**DOCUMENT PASSAGE**
--- START ---
The Swedish model is in fact a symbiosis of the American and Japanese ones. Its main principle lies in the creation and most equitable distribution of wealth. The former function is performed by the private sector in a competitive market environment and the latter by the government. What can be regarded here as a cementing factor are high taxation rates, which, incidentally, does not upset the taxpayers; public spending mostly focusing on access to free education, health care, unemployment insurance, old-age pensions, etc., account for 50% of GDP.
--- END ---
**SOURCE INFORMATION**
--- START ---
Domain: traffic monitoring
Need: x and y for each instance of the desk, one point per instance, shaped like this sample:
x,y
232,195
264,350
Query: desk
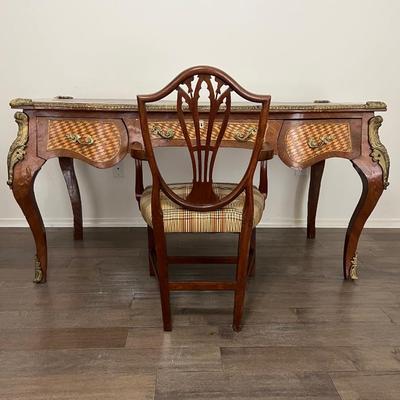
x,y
99,132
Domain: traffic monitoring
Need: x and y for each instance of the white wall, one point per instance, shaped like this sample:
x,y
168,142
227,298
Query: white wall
x,y
342,50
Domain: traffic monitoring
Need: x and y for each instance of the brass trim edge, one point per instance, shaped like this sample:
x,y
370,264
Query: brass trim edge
x,y
95,106
19,102
17,148
379,153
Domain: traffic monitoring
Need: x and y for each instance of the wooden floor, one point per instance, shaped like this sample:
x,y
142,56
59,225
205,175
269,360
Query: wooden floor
x,y
94,330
--- END ---
**TASKS TO CARRY OUT**
A. List the areas of public spending named in the passage on the Swedish model.
B. Write the next part of the passage on the Swedish model, starting after its final sentence.
The listing has nothing to do with any of this work.

**YOUR RESPONSES**
A. Free education, health care, unemployment insurance, old-age pensions

B.
Ukraine still seems to be hesitating about the choice of reference point or inventing a fourth, hitherto unknown, model of the market economy. Although our high taxation rates are lower than in Scandinavia, the methods of their assessment are so “Turkish” that entrepreneurs have every reason to work in the shadow, even without learning all the “subtleties.” The union between the financial powers-that-be and politicians might mean application of the Japanese clan-corporate principles, but Ukrainian products are not competitive on the world market. Meanwhile, technologies are, for some reason, regressing. Regrettably, there is no question of a competitive environment (such as in the US, for example) or arbitration functions of the state in Ukraine. In other words, the adopted budget shows that the state has not yet decided what its main goal is. It neither eases its grip on business nor is capable of making major investments in its citizens’ quality of life.